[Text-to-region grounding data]
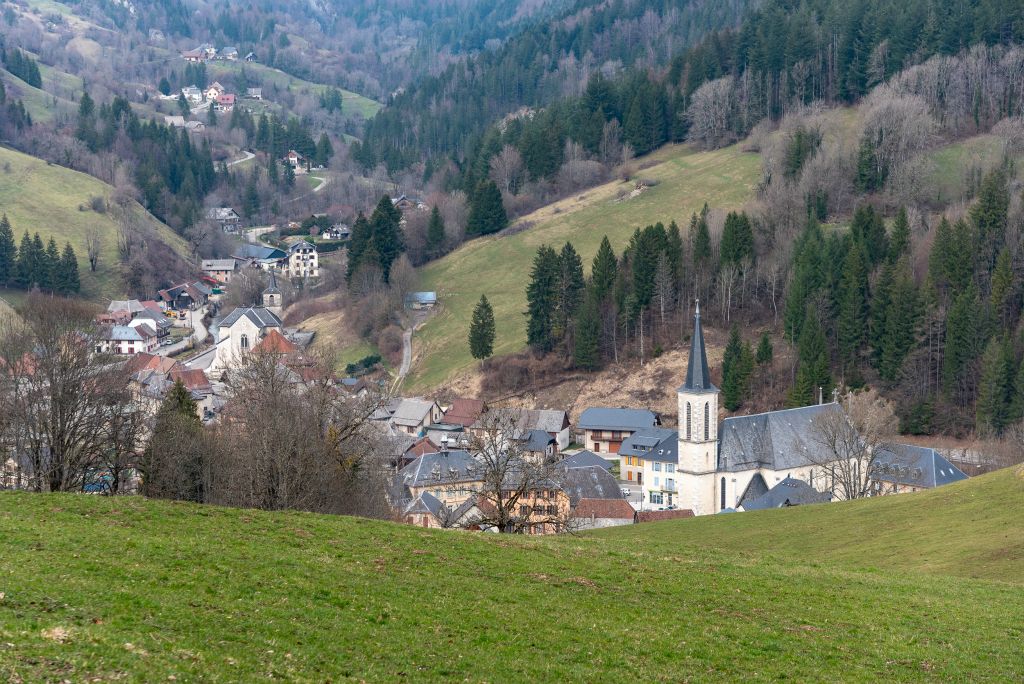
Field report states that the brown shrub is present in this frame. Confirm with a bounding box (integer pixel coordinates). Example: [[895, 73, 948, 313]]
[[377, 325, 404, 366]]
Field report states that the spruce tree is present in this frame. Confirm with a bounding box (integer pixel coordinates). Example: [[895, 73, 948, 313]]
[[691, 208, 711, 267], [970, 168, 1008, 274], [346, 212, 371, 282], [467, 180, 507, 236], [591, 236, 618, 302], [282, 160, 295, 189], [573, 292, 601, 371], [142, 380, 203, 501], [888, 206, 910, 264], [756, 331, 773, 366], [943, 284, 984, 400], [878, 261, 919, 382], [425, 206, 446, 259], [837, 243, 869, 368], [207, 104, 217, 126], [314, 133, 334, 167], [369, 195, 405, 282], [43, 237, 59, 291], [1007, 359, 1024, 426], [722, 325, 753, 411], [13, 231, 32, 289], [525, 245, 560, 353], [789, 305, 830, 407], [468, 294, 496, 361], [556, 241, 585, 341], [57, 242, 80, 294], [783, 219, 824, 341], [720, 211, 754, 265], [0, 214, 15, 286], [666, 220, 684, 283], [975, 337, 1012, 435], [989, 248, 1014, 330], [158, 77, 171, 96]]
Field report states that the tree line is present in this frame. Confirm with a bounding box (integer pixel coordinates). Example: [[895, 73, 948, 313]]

---

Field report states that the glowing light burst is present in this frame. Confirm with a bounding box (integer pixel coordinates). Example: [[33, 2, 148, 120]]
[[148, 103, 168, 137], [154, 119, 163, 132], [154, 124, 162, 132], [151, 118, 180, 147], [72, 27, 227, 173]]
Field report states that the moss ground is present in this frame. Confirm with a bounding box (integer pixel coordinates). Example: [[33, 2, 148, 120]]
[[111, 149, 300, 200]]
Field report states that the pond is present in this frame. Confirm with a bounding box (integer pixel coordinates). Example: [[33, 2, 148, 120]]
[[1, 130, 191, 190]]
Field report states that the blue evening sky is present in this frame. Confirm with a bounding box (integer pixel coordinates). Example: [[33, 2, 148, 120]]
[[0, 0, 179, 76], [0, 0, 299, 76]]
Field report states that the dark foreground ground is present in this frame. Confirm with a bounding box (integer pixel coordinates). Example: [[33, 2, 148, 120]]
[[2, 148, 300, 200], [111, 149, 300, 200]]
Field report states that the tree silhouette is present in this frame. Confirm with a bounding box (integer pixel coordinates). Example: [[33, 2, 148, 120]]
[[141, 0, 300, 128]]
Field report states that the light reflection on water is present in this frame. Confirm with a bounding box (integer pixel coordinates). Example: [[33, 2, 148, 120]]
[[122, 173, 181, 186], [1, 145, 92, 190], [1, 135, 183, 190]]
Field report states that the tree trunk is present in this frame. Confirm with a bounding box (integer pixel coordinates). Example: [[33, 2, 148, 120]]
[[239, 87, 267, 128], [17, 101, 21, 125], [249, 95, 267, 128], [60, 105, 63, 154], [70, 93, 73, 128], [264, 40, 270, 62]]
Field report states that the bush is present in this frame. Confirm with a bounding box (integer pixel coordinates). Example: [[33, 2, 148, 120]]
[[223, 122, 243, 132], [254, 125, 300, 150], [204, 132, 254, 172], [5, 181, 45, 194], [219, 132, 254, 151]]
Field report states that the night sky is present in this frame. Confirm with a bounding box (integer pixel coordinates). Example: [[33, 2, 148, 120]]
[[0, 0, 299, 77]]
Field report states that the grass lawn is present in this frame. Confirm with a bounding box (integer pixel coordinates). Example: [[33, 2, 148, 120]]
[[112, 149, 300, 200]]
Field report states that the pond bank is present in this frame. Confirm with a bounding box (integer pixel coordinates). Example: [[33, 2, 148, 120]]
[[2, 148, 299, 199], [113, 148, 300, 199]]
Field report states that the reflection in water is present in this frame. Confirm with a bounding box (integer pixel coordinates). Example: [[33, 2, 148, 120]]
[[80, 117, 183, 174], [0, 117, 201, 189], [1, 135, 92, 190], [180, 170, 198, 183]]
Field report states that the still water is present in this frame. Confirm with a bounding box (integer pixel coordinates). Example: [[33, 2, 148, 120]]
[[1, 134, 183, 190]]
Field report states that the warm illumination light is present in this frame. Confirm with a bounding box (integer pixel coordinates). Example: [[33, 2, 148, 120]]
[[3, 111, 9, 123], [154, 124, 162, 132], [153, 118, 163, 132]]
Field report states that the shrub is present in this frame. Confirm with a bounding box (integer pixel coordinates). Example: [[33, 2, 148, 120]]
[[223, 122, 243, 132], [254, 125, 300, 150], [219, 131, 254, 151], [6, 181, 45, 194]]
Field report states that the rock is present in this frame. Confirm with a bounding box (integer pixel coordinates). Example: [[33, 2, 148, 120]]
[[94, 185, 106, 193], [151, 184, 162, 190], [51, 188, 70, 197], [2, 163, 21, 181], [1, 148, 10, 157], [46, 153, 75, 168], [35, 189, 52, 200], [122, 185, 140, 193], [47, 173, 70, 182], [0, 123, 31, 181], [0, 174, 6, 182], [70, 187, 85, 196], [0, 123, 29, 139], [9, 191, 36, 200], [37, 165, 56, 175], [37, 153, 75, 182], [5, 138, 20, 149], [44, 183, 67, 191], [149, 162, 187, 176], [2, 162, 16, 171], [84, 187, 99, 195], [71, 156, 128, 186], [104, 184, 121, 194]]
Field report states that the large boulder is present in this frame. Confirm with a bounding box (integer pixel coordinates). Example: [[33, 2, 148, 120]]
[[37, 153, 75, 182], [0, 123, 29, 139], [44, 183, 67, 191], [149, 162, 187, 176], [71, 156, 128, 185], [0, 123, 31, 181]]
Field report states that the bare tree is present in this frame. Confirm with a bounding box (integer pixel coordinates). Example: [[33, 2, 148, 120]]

- _EXERCISE GOAL_
What are the lines above, starting at the one with "Field report states that the rock" and ending at the one with "Field report states that the bare"? Give them again exactly, and only them.

- _SOLUTION TO THIS EXERCISE_
Field report states that the rock is present in this frame. Confirm with a bounding box (integer pixel coordinates). Example: [[33, 2, 148, 120]]
[[94, 185, 106, 193], [151, 184, 162, 190], [51, 188, 70, 197], [2, 163, 21, 181], [1, 148, 10, 157], [46, 153, 75, 168], [35, 189, 52, 200], [122, 185, 140, 193], [47, 173, 70, 182], [0, 123, 31, 181], [0, 174, 6, 182], [70, 187, 85, 196], [0, 123, 29, 139], [9, 191, 36, 200], [37, 165, 56, 175], [37, 153, 75, 182], [5, 138, 20, 149], [44, 183, 67, 191], [149, 162, 187, 176], [2, 162, 16, 171], [84, 187, 99, 195], [71, 156, 128, 186], [104, 184, 121, 194]]
Field report states that the large boulder is present in this frame. Confirm with a bounding box (integer pixel coordinates). Example: [[33, 2, 148, 120]]
[[37, 153, 75, 182], [0, 123, 29, 139], [44, 183, 67, 191], [149, 162, 187, 176], [71, 156, 128, 185], [0, 123, 31, 181]]
Field report states that the bare tree is present in this frame. Confirm with a bounding box (integer pixel coordinates). Example: [[33, 2, 148, 120]]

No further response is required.